文書:

============

説明

画像処理装置

【課題】 画像読み取りガラス面の所定位置に3次元物体を時間や手間をかけずに簡単に画像を読み取り解析する画像処理装置を提供する。
【解決手段】 スキャナ装置10には画像読み取りガラス面11の周囲に設けられたスライダー20とスライダー20に連動してスライド移動して3次元物体の案内となるガイド30とスライド移動後のガイド30の座標位置を検出するカウンタ40を備えている。スキャナ装置10により読み取った画像データとガイド30の座標位置データが画像データ処理部50に送られる。座標変換機能52により読み取り画像データを座標変換する。さらにイメージノギス機能53によりあらかじめ設定されている特定個所のサイズを計測し、良品・不良品のチェックをする。

【発明の詳細な説明】
【技術分野】
【0001】
この発明は、3次元物体の画像を読み取り、読み取った画像データを解析する画像処理装置に関する。
【背景技術】
【0002】
生産現場において製作している加工品のサンプルを抜き取ってその切断断面を検査するというニーズが存在する。例えば、プラスチック、アルミニウム、ステンレス鋼などを材料として異形押し出し工法により加工され、押し出された連続体を切断して単品成型した設備資材、建築資材、土木資材などの切断面検査など多様な場面で求められている。異形押し出し工法により押し出し加工、切断加工された設備資材の一例を図13に示す。図13に示した例の切断面を見れば内部に多数のしきり壁(隔壁)や構造物により多数の空隙が設けられた複雑な断面となっていることが分かる。異形押し出し加工されているので押し出し方向にはこの断面構造が連続したものとなっている。
【0003】
これら設備資材などは細部に至るまで寸法が設計により定められており、押し出し加工により製作された設備資材が設計どおりの仕様にて製作されているか確認する必要がある。そこで生産現場では適宜に加工品のサンプルを抜き取って加工の出来具合を検査するが、このサンプル抜き取り検査の検査項目には様々なものがある。そのうちの一つとして切断面における外形の歪み、隔壁の肉厚など特定箇所のサイズを測り、それらサイズが仕様範囲内にあるかを調べるという検査項目がある。例えば図14の切断面において、特定箇所の隔壁間のサイズB,特定箇所の隔壁の肉厚Cなどを実測し、それら実測値が要求仕様の範囲内にあるかをチェックする。

============

元データ:
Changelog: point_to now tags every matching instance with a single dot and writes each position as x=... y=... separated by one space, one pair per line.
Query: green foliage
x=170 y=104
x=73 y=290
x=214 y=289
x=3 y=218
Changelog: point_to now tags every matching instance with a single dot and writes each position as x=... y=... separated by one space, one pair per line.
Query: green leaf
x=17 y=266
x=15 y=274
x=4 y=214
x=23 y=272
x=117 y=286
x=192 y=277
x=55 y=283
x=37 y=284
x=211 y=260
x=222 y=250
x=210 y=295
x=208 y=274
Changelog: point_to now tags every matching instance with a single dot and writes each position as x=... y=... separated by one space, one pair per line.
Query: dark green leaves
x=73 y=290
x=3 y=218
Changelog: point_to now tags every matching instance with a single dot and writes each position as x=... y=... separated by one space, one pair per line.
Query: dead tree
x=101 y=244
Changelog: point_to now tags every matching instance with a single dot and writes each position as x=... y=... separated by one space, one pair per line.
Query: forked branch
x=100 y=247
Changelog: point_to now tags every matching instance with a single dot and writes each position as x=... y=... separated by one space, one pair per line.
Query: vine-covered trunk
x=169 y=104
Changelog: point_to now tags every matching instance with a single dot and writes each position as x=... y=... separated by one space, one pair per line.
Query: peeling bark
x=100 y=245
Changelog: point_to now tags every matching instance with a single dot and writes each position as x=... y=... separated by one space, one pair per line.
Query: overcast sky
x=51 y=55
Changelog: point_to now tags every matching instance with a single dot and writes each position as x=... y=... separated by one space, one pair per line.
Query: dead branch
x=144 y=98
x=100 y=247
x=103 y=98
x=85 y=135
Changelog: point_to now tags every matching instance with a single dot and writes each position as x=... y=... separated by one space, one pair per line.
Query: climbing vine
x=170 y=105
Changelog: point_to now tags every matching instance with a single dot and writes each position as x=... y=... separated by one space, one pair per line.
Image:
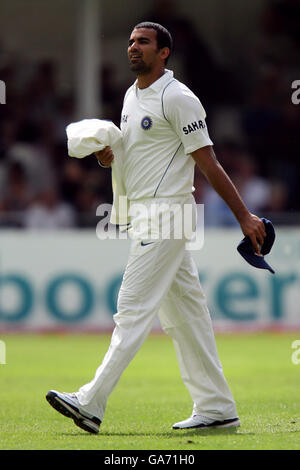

============

作業内容:
- 1) 画像処理装置に関する文書によると、スキャナ装置10で読み取った画像データとガイド30の座標位置データはどこへ送られますか。
- 2) 画像処理装置に関する文書を、最後の文の後から引き継いで書き進めてください。

解答:
- 1) 画像データ処理部50に送られます。

- 2)
【0004】
従来技術では、抜き取りサンプルの切断面の特定箇所を人手によりスケールなどにより実測することが多いが、抜き取りサンプルの切断面の画像をスキャナで読み取り、読み取り画像において特定箇所を計測して解析するという処理が想定できる。抜き取りサンプルの切断面画像をスキャナで読み取る処理を検討してみると、例えば、抜き取りサンプルを回転させ、読み取る切断面を下面とし、フラットベッド型スキャナの画像読み取りガラス面に切断面を密着させて読み取るという作業が想定できる。
【0005】
このフラットベッド型スキャナを用いた切断面の読み取りにおいて、後工程となる画像処理を簡素化するために、読み取り対象となる特定箇所をスキャン方向に対して傾き(スキュー)なく画像読み取りガラス面上にセットすることが好ましい。つまり、読み取り対象となる特定箇所をスキャン方向(主方向、副方向)に対して正確に0度または90度となるようにセットすることが好ましい。
【0006】
この切断面検査では切断面の内部にある隔壁の幅を正確に読み取ることに加え、切断面全体の外形エッジそのものも正確に読み取る必要がある。つまり、特定箇所の内部の隔壁の肉厚を計測する検査に加え、外形エッジ間のサイズ(全体のサイズ)や、特定箇所の外形エッジからある特定箇所の隔壁までのサイズなど、計測すべきサイズは外形エッジを基準にするものもあるからである。また、異形押し出し加工により加工・成型した設備資材の検査項目として外形エッジの歪みやバリの存在を検査する項目もあり得る。この場合外形エッジ全体を正確に読み取る必要がある。
外形エッジ部分の読み取り・解析が難しいという点については、他の先行出願でも従来技術における課題として指摘されている。例えば、特開平10−224563号には外形エッジが正しく解析されるためには、理想的にはエッジ(画像中の白黒の境界線)がスキャン方向(主方向、副方向)に対して正確に0度または90度で真っ直ぐに連続していることが好ましいと指摘されている。
【0007】
【特許文献1】特開平10−224563号公報
【発明の開示】
【発明が解決しようとする課題】
【0008】
抜き取りサンプルの切断面を下に向け、画像読み取りガラス面の所定位置へセットする作業は、サンプル品自体が立体物であるので通常のシートフィーダ搬送などは適さず、手作業で行う必要がある。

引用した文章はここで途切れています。